--- Given instruction ---
All entries below are to be set down again, identical to the source.

--- Records for the exercise ---
┄┄┄┄┄┄┄┄┄┄
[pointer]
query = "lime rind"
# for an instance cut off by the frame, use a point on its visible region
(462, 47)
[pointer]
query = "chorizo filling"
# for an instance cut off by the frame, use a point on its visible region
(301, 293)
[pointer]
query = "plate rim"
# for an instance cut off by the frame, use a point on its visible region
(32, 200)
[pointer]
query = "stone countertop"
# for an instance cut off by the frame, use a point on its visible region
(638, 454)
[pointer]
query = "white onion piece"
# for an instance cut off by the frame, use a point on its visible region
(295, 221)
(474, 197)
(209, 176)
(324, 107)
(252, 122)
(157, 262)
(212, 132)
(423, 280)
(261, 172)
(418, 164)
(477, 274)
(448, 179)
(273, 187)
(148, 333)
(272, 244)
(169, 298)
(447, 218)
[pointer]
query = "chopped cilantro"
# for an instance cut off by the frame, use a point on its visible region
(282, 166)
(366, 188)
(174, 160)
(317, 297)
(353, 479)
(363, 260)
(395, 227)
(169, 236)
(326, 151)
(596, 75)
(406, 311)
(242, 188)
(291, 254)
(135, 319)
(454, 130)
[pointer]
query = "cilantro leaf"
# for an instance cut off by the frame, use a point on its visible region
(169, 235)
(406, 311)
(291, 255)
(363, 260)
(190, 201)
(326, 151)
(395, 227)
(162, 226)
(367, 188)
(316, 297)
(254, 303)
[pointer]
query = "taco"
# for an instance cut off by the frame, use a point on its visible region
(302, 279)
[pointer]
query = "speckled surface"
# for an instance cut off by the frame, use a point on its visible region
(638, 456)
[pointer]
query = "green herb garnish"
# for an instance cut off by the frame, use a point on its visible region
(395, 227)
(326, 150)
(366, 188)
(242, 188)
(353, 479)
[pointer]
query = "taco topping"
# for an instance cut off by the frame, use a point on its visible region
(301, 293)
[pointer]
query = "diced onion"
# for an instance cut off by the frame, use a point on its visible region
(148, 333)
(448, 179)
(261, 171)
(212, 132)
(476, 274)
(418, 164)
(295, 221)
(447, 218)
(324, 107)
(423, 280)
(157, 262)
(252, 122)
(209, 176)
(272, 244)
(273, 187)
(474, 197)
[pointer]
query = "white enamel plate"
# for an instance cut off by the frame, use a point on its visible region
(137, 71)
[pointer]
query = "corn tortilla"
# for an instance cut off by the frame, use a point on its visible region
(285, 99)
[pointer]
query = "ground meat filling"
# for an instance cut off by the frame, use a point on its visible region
┄┄┄┄┄┄┄┄┄┄
--- Solution to this task ---
[pointer]
query = "lime rind"
# for an instance cut off by the frame, use a point on its visible region
(462, 47)
[pointer]
query = "chorizo filling"
# for an instance cut off by the frame, use a point on its visible region
(301, 293)
[pointer]
query = "plate rim"
# for an instance cut off by the frame, use a point on its visible region
(32, 200)
[pointer]
query = "stone countertop"
# for an instance cut off by the frame, use a point on its visible region
(638, 454)
[pointer]
query = "white onion piece"
# for an instance cut off by the frame, use a point on its visible region
(295, 221)
(474, 197)
(209, 176)
(324, 107)
(252, 122)
(157, 262)
(212, 132)
(423, 280)
(261, 172)
(418, 164)
(477, 274)
(448, 179)
(273, 187)
(148, 333)
(272, 244)
(169, 298)
(447, 218)
[pointer]
query = "chopped cilantro"
# for an instance cut off by the frame, use a point on its visible region
(282, 166)
(366, 188)
(174, 160)
(317, 297)
(353, 479)
(363, 260)
(395, 227)
(169, 236)
(326, 151)
(596, 75)
(406, 311)
(242, 188)
(291, 254)
(135, 319)
(454, 130)
[pointer]
query = "cilantro leaf"
# for an instance cut off by the frame, use a point on its visible region
(169, 235)
(406, 311)
(291, 255)
(363, 260)
(190, 201)
(326, 151)
(395, 227)
(162, 226)
(367, 188)
(316, 297)
(254, 303)
[pointer]
query = "taco"
# for an instance cut off by the frame, use a point on its visible region
(302, 279)
[pointer]
query = "speckled surface"
# for an instance cut off by the frame, use a point on its visible region
(638, 456)
[pointer]
query = "green herb garnish"
# for an instance cut off by the frame, use a point on its visible region
(395, 227)
(326, 150)
(366, 188)
(242, 188)
(353, 479)
[pointer]
query = "taco topping"
# for an instance cut off by the frame, use a point on its visible region
(301, 293)
[pointer]
query = "diced onion"
# for an instance cut off by the frame, use a point on its visible region
(148, 333)
(448, 179)
(261, 171)
(212, 132)
(476, 274)
(418, 164)
(295, 221)
(447, 218)
(324, 107)
(423, 280)
(157, 262)
(252, 122)
(209, 176)
(272, 244)
(273, 187)
(474, 197)
[pointer]
query = "white enamel plate"
# for an instance cut off by the frame, use a point on its visible region
(137, 71)
[pointer]
query = "corn tortilla"
# for an instance cut off by the frame, use a point on its visible region
(285, 99)
[pointer]
query = "ground meat filling"
# for an instance cut off by the frame, use a point on its visible region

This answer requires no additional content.